Gather, from the listing beneath this task, every line holding the string "formatted".

-.-.-

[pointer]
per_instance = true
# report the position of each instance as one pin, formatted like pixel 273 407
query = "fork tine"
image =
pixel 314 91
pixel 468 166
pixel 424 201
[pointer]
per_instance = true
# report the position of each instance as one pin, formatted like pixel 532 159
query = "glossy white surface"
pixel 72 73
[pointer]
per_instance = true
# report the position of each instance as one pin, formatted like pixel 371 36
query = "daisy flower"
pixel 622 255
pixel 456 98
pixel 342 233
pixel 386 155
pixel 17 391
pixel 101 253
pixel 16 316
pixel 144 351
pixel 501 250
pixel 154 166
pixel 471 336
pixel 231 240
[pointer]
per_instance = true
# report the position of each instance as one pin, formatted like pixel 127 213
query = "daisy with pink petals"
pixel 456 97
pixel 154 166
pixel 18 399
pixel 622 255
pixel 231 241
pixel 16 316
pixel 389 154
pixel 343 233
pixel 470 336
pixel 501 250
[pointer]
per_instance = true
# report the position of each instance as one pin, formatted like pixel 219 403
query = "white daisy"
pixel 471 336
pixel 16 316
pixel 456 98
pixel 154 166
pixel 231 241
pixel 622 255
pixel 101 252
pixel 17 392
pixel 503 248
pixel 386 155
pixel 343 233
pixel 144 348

-.-.-

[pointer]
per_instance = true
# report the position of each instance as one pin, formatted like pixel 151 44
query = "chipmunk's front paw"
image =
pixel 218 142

-.-.-

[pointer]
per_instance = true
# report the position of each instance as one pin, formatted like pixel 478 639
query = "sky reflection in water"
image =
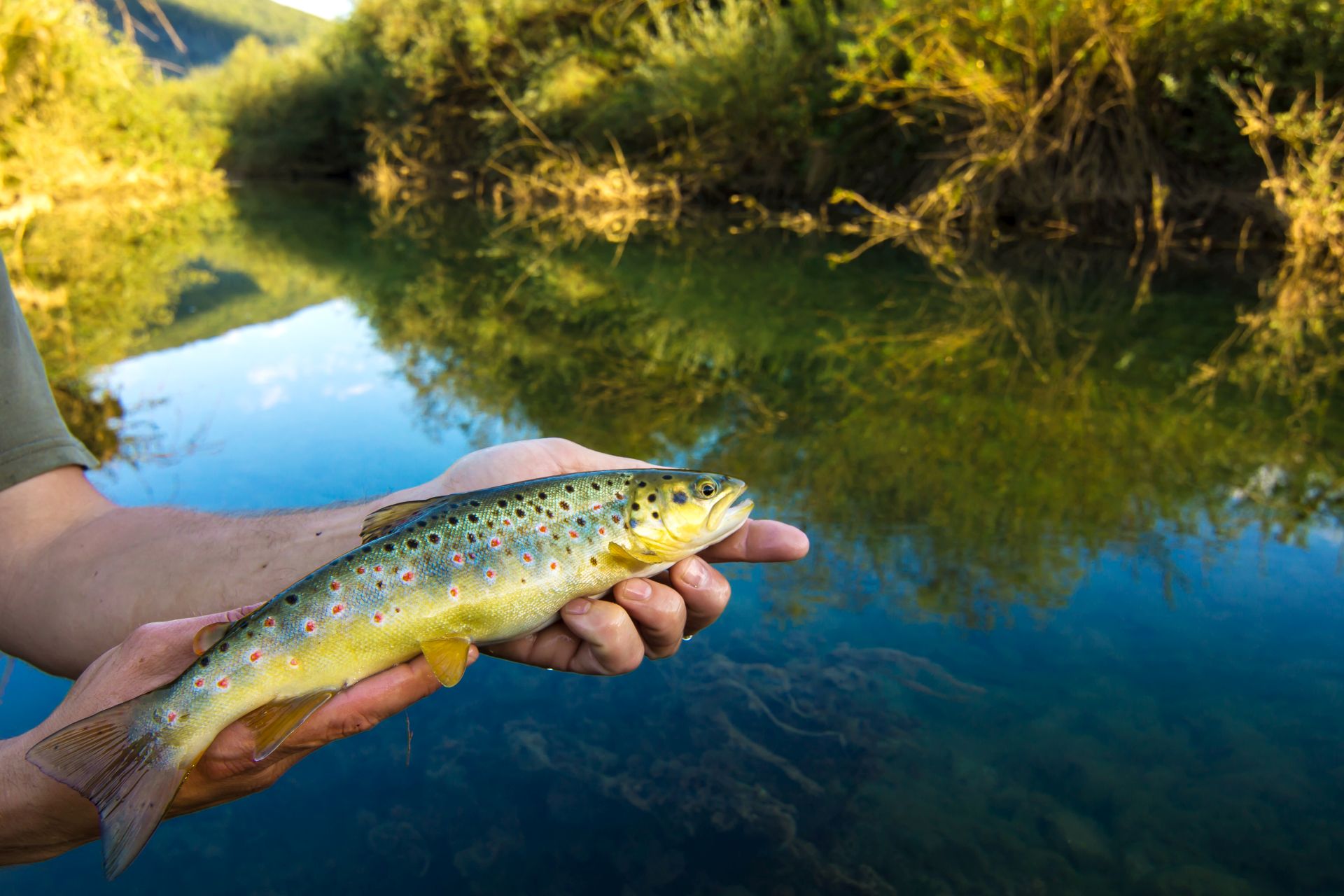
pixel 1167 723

-.-.-

TASK SOLUTION
# report the position of each instance as one pin, formatted like pixel 273 407
# report the position of each instance as one pin, formatted like pixel 532 159
# report the position of each instance as one pin, formatted like pixel 371 36
# report the position of each instance as one pin, formatted like pixel 127 213
# report the position of each instance as one pin, formatted like pixel 219 403
# report the position of each instance as one pin, formatted like pixel 151 44
# report the position of each instance as one pin, formatted like pixel 478 639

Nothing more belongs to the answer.